15. The other Advocates / Consultants appearing on behalf of other appellants adopted the argument adduced by the counsels of TISCO and L &T and submitted that the penalties imposed on them are legally not sustainable.
16. Shri Mihir Ranjan, the Special Counsel representing the Revenue in this case has made the following submissions :
i) In respect of the demand on account of usage of EPCG, in view of the documentary evidence placed towards the amendments carried out by DGFT, there is no dispute that subsequently, the necessary amendments have been carried out by DGFT. Hence, he reiterates the findings of the Adjudicating authority.
ii) In respect of the balance demand, he submits that as per the investigation carried out, it emerges that TISCO initially had finalized lumpsum amount for the entire project. However, in order to take the advantage of lower Customs Duty benefit under EPCG scheme, the sham agreements were made bifurcating the import of goods and import of services separately. The factual details prove that for conveniently lowering the Customs Duty portion, the Agreements were bifurcated by TISCO with the active participations of the parties entering into Agreement with them. He justifies the confirmed duties and confiscation ordered and the penalties imposed.
17. Heard both the sides, perused the Appeal Papers and all the other documentary evidence placed before us.
18. In respect of the demand on account of EPCG usage, the demands have been confirmed on the following two counts :
(a) That the EPCG Licenses do not carry the ‘H Blast’ as the loction.
(b) Spares have been imported under EPCG which are required only subsequent to the installation of the capital goods.
19. It is observed from the documentary evidence placed before us, the appellants have sought necessary amendment for the EPCG License to include the name of ‘H Blast’ therein. These requests were entertained by the DGFT and on examination of the amendment letters issued by them, it clear this issue has been properly addressed by the appellant. Therefore, we hold that the confirmed demand on this account does not survive and we set aside the same.
____
> **The problem**
Please write what comes next in the tribunal ruling on the TISCO customs duty appeal, starting right after its final sentence. This data was taken from a separate source.

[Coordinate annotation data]
____
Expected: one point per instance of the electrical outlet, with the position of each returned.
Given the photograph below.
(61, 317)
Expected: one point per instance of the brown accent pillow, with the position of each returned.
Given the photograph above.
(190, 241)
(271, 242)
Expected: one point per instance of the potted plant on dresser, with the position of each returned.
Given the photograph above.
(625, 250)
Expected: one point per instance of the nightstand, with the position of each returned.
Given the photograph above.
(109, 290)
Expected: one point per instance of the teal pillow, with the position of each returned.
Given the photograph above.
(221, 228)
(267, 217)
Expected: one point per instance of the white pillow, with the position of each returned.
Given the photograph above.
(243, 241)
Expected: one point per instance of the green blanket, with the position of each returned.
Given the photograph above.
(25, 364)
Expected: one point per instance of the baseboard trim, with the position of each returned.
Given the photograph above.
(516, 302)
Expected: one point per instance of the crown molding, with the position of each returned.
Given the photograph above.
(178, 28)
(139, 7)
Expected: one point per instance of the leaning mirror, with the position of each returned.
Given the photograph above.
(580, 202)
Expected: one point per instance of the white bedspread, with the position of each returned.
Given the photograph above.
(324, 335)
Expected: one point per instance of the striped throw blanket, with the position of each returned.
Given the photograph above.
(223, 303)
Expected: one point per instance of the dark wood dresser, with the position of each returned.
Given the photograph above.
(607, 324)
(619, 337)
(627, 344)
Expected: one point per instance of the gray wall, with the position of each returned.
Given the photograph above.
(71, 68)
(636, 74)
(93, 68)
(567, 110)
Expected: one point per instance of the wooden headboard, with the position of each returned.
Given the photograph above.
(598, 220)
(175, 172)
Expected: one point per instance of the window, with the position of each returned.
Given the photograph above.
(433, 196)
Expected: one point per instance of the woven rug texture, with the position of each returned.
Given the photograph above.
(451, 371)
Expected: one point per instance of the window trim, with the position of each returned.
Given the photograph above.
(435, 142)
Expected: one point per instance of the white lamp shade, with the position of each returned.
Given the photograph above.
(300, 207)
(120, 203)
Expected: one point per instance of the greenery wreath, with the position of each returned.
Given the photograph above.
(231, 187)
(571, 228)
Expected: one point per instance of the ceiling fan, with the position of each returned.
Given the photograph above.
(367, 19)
____
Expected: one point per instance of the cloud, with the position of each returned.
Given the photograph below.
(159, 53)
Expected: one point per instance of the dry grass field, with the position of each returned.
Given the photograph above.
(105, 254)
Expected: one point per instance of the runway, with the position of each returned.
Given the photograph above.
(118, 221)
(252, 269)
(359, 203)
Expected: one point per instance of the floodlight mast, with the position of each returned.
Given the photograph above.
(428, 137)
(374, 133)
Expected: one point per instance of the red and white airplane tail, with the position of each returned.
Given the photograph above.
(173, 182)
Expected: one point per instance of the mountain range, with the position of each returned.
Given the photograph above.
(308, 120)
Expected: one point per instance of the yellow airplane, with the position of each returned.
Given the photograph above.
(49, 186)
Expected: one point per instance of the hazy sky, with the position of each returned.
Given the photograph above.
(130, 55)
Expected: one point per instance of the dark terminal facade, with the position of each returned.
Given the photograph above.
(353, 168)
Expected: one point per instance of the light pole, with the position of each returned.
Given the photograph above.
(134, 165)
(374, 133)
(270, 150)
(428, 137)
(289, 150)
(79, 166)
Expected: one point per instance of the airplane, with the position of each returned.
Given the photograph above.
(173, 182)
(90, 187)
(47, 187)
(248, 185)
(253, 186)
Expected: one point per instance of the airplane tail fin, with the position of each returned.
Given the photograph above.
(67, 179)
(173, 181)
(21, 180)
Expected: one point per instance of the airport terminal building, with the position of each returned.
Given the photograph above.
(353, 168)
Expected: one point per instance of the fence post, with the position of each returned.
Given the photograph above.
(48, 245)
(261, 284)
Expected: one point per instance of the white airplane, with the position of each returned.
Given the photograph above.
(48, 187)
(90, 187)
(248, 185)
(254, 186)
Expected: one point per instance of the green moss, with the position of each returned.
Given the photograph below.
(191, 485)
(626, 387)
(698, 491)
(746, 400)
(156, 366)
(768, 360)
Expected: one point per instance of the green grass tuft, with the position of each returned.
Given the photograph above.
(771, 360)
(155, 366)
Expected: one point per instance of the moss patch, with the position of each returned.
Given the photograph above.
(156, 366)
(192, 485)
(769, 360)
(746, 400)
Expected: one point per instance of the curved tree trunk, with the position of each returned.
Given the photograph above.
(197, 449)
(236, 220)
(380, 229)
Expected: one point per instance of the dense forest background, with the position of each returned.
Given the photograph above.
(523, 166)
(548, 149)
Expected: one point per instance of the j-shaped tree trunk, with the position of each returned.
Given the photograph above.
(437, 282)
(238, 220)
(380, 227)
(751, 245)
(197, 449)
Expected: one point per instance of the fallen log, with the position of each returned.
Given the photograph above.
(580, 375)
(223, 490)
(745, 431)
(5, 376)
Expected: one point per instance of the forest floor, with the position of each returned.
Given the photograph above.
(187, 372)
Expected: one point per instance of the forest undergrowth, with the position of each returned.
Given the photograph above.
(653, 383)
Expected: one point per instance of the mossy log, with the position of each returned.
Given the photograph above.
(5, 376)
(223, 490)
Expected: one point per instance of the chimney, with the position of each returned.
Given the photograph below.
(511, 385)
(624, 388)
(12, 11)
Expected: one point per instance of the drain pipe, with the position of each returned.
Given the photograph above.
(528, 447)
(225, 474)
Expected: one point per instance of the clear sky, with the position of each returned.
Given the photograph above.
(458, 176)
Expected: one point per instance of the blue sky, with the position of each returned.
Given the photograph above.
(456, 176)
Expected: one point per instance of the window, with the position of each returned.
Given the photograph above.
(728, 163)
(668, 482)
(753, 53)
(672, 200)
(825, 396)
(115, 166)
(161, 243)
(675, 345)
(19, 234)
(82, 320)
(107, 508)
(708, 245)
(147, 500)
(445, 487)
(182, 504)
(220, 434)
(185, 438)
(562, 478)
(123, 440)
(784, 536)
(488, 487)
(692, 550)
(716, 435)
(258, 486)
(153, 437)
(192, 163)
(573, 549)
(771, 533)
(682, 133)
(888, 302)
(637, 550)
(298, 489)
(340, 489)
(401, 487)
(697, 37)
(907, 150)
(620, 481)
____
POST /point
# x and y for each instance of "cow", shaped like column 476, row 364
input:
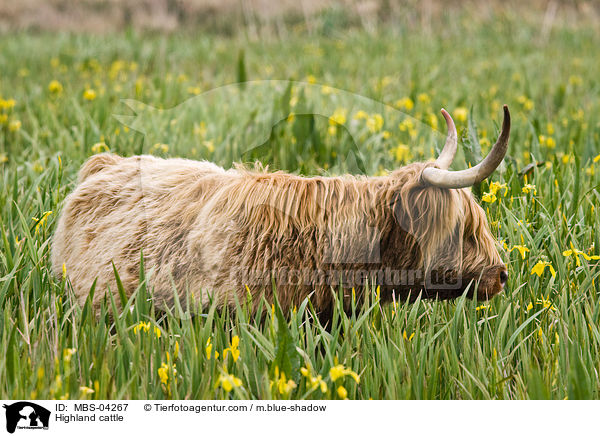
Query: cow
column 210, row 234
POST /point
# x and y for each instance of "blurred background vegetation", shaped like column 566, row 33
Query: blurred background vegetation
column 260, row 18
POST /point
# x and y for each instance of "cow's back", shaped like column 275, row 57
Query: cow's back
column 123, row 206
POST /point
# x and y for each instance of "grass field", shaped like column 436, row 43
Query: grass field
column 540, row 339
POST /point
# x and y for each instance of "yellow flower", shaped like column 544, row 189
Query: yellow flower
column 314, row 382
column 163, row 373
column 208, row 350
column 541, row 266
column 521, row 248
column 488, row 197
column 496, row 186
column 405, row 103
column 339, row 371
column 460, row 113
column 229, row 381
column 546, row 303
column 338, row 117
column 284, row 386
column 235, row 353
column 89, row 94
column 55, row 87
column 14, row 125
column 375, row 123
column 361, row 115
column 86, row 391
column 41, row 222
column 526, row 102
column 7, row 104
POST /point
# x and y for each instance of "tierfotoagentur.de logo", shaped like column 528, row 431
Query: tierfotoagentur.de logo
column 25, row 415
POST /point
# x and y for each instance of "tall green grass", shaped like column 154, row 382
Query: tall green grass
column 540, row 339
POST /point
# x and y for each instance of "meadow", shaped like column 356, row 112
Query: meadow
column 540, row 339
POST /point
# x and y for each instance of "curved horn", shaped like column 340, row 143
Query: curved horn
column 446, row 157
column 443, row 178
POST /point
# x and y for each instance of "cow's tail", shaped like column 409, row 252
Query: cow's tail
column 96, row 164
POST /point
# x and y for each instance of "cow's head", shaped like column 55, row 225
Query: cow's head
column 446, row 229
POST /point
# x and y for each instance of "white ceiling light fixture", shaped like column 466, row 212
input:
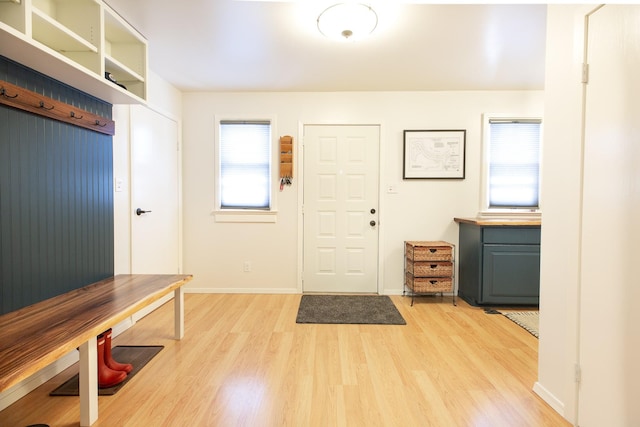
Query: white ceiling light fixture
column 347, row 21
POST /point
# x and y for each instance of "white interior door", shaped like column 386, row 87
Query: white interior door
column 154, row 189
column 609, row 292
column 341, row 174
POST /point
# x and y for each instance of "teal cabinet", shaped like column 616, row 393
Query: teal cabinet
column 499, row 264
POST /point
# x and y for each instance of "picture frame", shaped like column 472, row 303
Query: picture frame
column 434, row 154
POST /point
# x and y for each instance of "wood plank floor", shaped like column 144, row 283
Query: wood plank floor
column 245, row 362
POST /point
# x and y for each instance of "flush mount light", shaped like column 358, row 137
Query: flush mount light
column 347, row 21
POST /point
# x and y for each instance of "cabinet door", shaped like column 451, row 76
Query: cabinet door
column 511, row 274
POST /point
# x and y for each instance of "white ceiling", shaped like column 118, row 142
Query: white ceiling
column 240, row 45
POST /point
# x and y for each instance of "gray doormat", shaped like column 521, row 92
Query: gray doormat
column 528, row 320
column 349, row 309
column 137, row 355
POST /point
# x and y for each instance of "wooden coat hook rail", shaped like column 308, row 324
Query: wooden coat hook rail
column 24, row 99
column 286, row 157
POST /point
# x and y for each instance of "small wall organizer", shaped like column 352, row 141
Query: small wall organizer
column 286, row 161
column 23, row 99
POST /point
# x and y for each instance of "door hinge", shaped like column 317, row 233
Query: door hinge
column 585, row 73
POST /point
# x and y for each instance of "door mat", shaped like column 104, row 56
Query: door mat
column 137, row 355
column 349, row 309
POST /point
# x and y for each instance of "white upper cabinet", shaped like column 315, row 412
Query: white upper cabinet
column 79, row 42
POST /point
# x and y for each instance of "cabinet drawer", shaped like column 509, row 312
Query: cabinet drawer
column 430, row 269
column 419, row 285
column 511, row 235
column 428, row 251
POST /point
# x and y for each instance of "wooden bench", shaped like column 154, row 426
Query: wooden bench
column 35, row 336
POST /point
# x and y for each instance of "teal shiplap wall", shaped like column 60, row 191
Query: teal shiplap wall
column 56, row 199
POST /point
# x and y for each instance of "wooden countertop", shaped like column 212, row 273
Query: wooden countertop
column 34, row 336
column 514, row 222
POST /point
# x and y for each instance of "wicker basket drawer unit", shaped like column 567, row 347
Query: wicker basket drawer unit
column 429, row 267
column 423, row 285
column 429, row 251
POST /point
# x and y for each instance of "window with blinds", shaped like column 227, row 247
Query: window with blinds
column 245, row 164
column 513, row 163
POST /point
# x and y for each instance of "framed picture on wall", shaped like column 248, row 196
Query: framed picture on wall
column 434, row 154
____
> **Expected answer**
20. In respect of the spares imported by them under EPCG, the imported assemblies, sub-assemblies, components, sub-components are held as allowed as spares under the Foreign Trade Policy at Para 9.57. Apart from this, Paragraph 6 of 5.1 of FTP, which defines the capital goods to include spares, meaning that the spares can be imported for pre-production purposes also. In order to obtain the Discharge Certificate for the EPCG License issued by the DGFT, the appellants have provided the details of spares imported by them and DGFT is satisfied with the imports made. Therefore, when the FTP allows such imports under the EPCG, the Customs Dept. cannot question the same and in fact have no authority to do so. The Bombay High Court in the case of Bhilwara Spinners Ltd. Vs. Union of India – 2011(267) 49 (Bom.), has held as under :
18. It is not the case of the customs authorities that the decision of the licensing authorities to convert the ‘zero duty EPCG licence’ into ‘10% duty EPCG licence’ was not a bona fide decision or the said decision was vitiated by mala fides. Since the policy empowers the DGFT to exempt any person from any provision of Foreign Trade Policy or any procedure, in the facts of the present case, bona fide decision was taken by the EPCG committee/licensing authority to convert the licence so as to relieve the petitioner from complying with condition No. 5 of the Notification No. 29/97. Therefore, the Larger Bench of the CESTAT was not justified in holding that the licensing authorities do not have the power to amend the licence retrospectively especially when the Foreign Trade Policy and the Rules framed thereunder empower the DGFT to do the needful in deserving cases.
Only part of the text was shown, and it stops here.